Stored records
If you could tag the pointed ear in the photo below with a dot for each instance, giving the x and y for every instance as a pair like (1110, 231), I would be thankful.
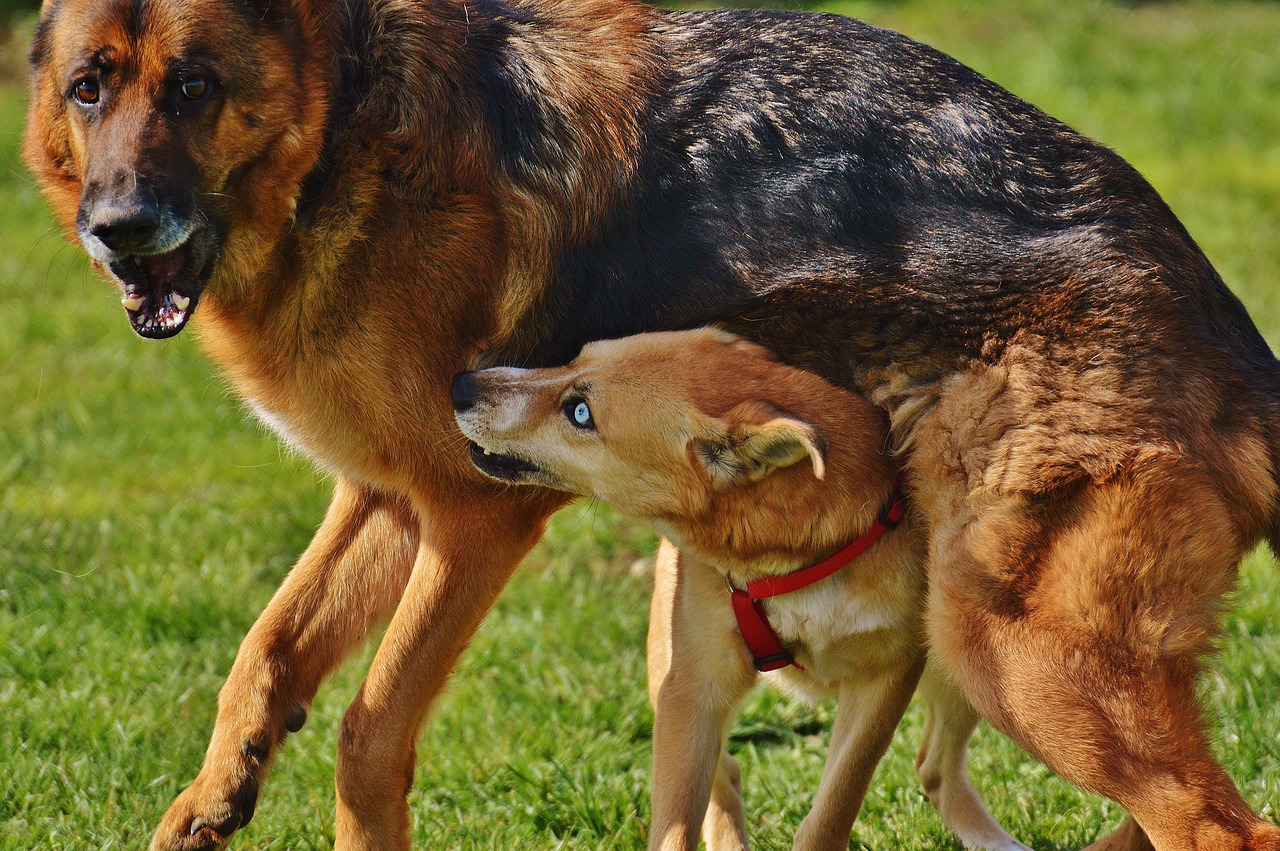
(757, 440)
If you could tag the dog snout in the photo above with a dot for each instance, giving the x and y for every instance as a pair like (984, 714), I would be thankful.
(122, 223)
(126, 228)
(464, 392)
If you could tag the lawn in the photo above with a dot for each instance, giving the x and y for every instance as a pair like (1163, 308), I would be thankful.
(145, 521)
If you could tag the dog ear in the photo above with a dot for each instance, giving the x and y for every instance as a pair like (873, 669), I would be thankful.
(759, 439)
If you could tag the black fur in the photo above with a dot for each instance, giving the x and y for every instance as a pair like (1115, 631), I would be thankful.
(817, 154)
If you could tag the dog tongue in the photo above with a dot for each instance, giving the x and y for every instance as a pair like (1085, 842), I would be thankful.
(161, 269)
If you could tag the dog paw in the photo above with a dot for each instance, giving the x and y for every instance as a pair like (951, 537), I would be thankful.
(201, 822)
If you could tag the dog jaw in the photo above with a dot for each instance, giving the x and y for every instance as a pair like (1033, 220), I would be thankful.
(144, 156)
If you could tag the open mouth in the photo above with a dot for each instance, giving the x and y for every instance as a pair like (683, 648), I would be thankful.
(501, 467)
(160, 291)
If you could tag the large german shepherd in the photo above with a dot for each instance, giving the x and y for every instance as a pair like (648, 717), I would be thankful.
(362, 197)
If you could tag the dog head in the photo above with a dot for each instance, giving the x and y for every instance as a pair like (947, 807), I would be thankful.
(172, 136)
(696, 431)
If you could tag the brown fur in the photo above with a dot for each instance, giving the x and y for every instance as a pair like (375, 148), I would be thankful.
(1059, 358)
(753, 469)
(355, 376)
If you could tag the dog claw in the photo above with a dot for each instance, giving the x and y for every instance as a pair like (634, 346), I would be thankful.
(224, 828)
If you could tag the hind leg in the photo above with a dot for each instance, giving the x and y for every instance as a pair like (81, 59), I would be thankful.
(949, 726)
(1077, 623)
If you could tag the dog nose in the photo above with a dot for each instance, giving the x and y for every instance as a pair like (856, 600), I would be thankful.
(464, 390)
(126, 228)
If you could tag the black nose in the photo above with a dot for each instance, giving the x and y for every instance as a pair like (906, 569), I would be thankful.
(126, 228)
(464, 390)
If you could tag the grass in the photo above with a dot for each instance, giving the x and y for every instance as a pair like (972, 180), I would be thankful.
(144, 522)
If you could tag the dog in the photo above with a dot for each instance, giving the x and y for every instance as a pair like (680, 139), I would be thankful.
(754, 470)
(361, 198)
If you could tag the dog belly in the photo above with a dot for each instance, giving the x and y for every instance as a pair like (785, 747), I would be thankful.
(862, 630)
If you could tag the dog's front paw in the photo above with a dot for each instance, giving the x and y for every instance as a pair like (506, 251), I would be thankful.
(200, 820)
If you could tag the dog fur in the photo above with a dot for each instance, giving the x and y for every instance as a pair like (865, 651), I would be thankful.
(752, 469)
(362, 197)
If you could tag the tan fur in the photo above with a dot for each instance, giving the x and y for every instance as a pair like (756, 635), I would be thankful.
(321, 325)
(753, 469)
(373, 238)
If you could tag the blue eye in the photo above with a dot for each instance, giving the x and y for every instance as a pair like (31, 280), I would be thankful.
(579, 413)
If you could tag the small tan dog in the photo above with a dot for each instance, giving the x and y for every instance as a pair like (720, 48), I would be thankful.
(753, 469)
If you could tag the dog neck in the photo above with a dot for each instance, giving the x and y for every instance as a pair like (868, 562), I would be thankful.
(785, 524)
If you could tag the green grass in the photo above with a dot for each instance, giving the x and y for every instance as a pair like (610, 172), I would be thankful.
(144, 522)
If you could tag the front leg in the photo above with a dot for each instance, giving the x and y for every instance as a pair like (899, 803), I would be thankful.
(471, 541)
(348, 579)
(698, 673)
(868, 713)
(949, 724)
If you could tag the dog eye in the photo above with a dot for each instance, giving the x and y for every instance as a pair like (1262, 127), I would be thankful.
(579, 413)
(86, 91)
(195, 87)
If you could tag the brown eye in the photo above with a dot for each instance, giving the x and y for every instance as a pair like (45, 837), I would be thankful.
(195, 87)
(86, 91)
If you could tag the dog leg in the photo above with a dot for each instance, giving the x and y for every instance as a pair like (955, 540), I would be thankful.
(470, 545)
(350, 576)
(725, 824)
(1077, 626)
(1127, 837)
(867, 717)
(949, 724)
(698, 673)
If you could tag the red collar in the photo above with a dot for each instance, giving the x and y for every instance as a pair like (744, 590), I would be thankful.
(767, 650)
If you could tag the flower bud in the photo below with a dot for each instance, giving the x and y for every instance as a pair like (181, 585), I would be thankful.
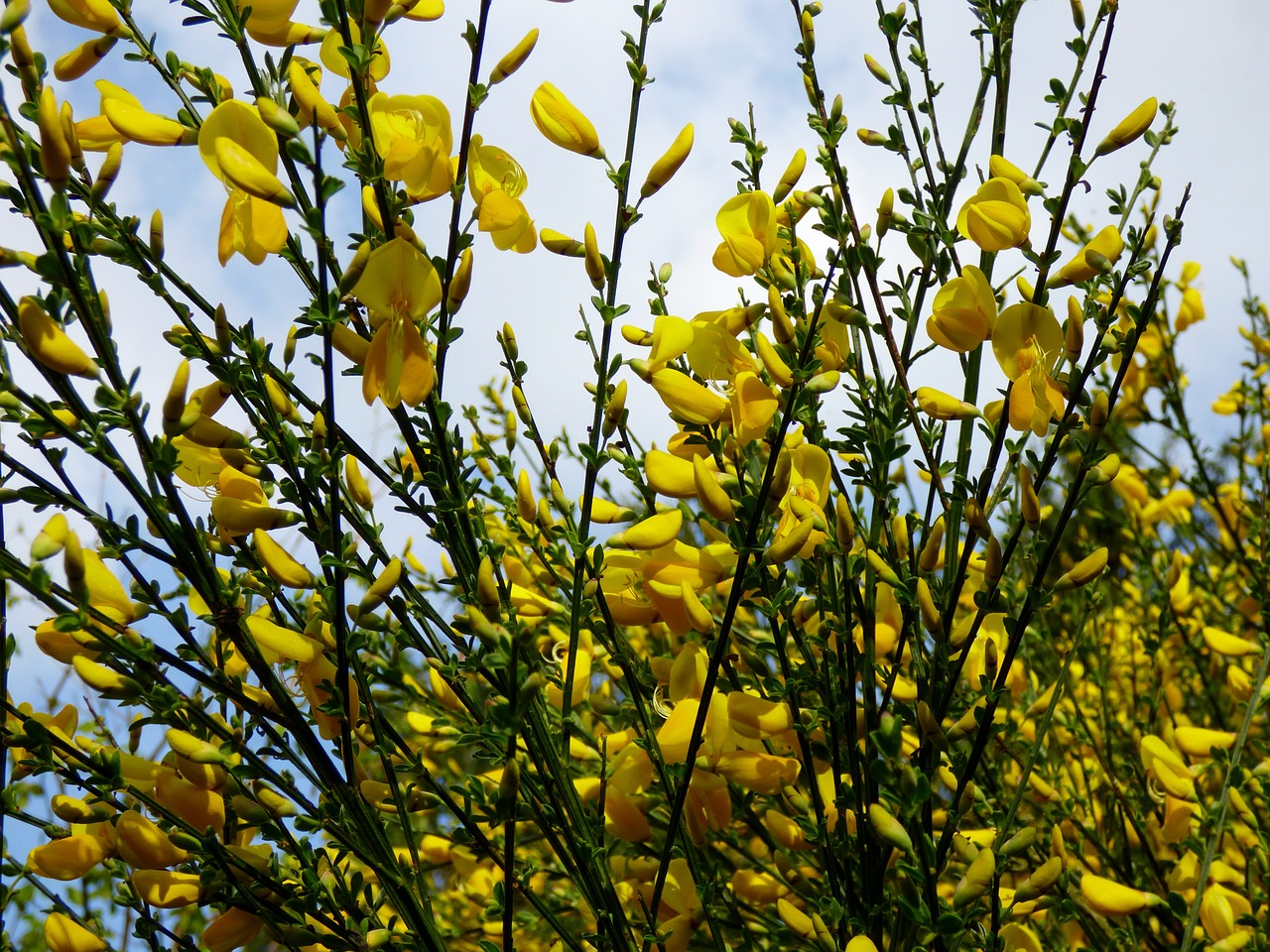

Work required –
When you retype the records, keep every word exactly as written and exclude the pictures.

Final answer –
If you could tag the pointed ear in the photo below with a dot for each instance, giving the x and y for every instance as a pair like (1110, 231), I would be thankful.
(757, 440)
If you could tag the dog snout in the photo above with a dot for each instance, giving the x and y for every instance as a pair like (984, 714), I would be thankful.
(122, 223)
(126, 228)
(464, 392)
If you could tag the lawn in the photo above with a dot for each instance, giving the x and y for every instance as a pair like (1163, 308), I would be thankful.
(145, 521)
If you could tag the dog ear in the photo above with a dot for each instance, giving the x and y for every instance as a pair like (873, 669), I would be thankful.
(759, 439)
If you could tag the black fur in the photo above with a dot for each instance, giving the x and y for every instance as a pair like (1115, 631), I would be thankful.
(817, 154)
If you could tag the dog tongue in the photo above with a dot for each instance, giving the x and y for every instance as a pair like (1085, 842), I would be thankful.
(161, 269)
If you could tag the dog paw in the photo above with a dot for each instance, giving the x and y for every instance as a pair like (951, 537), I would be thankful.
(201, 822)
If you could tag the dog jaw in the photo above with a dot for each instance, giving the x and y for every instance as a pair like (1033, 220), I would be thankful.
(144, 156)
If you could tag the open mouth in the photo above with a dot for each instance, giving the x and y for every instance as a pair like (683, 648), I would be thankful.
(501, 467)
(160, 291)
If you could tag the large german shepherd in the photo above with a dot for each instance, giving the x and y for every instance as a pair like (648, 717), I would be thankful.
(362, 197)
If you could tag the dog head in the photo above with a dot for each instance, giving the x and y for every instance as a pair like (947, 807), I would be thankful.
(172, 136)
(696, 431)
If you could tag the brown fur in the photo above with a dot for each instance, giving the x and y for every instance as a pair like (375, 148), I would be thankful.
(1059, 358)
(753, 469)
(355, 376)
If you could tag the dog claw in the photo above with a dot for each instance, giving the x and y for every instance as a pair like (634, 346), I would be thankful.
(224, 828)
If you could tag the hind leg in the photo above with a dot for each instance, giving the x and y for every instance as a pair like (81, 59), I would be thankful.
(949, 726)
(1077, 623)
If you could tag the dog nose in the photo above with a dot for each instance, giving the x and y for every instance as a pair like (856, 600), I would be thankful.
(464, 390)
(126, 228)
If you could tag the black nose in the photo above with a dot for each instance, giving the x and y for every instance as a pair like (906, 569), I would be thankful.
(126, 228)
(464, 390)
If you could tag the grass in the photo above with a dot for each instance, giving the x and y for every instance as a pair like (972, 180), I would be thankful.
(144, 522)
If you could tag the dog in the photo above with a dot for each instance, giving the x and y for every instance as a pair like (680, 139), I would be thankful.
(754, 470)
(361, 198)
If you could tag the dog belly in the photo above with a dot for each instance, giving the x and y for every instance as a pair like (785, 747), I would be thankful.
(862, 630)
If you could tag the dog's front paw in the photo above with a dot for each instance, giving the x and y for every instance as a pair like (506, 251), I would be thankful.
(200, 820)
If you could tag the dog fur in the photo above with a dot for each instance, giving the x and y for every instance as a pair like (865, 651), I would be thankful.
(752, 469)
(362, 197)
If you could tag the tan fur in the photo above with a dot for each instance, giving the x and y for every instance as a pair like (756, 635), I would be thankful.
(321, 325)
(753, 469)
(373, 238)
If you could tag the blue eye in the photo above with a dot for each instance, giving the x and y for every instance as a pair like (31, 280), I would be thankful.
(579, 413)
If you could tag the small tan dog in the photo above with a dot for each instance, giving the x and y for every instance as a pair like (720, 48), I would be thankful.
(753, 469)
If you could tag the dog neck in the photo above with a dot for each instance, giving the x and y for every instance as a pair like (868, 562), I would be thankful.
(785, 524)
If you could tag the green grass in the photo above with a dot for each instance, giving the x and y for every instance as a pair like (610, 172), I would be thankful.
(144, 522)
If you could tag the front leg in the photo above with a dot for each instance, giving the x and y for every instance as a pair like (899, 803), I would be thankful.
(471, 541)
(348, 579)
(698, 673)
(868, 713)
(949, 724)
If you could tag the dog eye in the photo above with a dot for each instance, giving the x and y for every instance as a pair like (1262, 127), I would be thankful.
(579, 413)
(86, 91)
(195, 87)
If you could tag the brown eye in the photo above with a dot for each instance, giving the x and y for every instance as a pair like (45, 837), I would be thankful.
(195, 87)
(86, 91)
If you could tag the dog leg in the photo above with a dot for each instance, giving the x and y for every instance as a pair like (955, 540), I would be thankful.
(470, 545)
(350, 576)
(725, 824)
(1077, 626)
(1127, 837)
(867, 717)
(949, 724)
(698, 673)
If you could tag the red collar in the photo above with a dot for each instance, giving the x and y for every instance as a pair like (744, 590), I would be thankful.
(767, 650)
If you could tag the flower bud in the photo below with a dot for each instance, giving the x and y for every instance as a pair like (181, 585), I would be thankful.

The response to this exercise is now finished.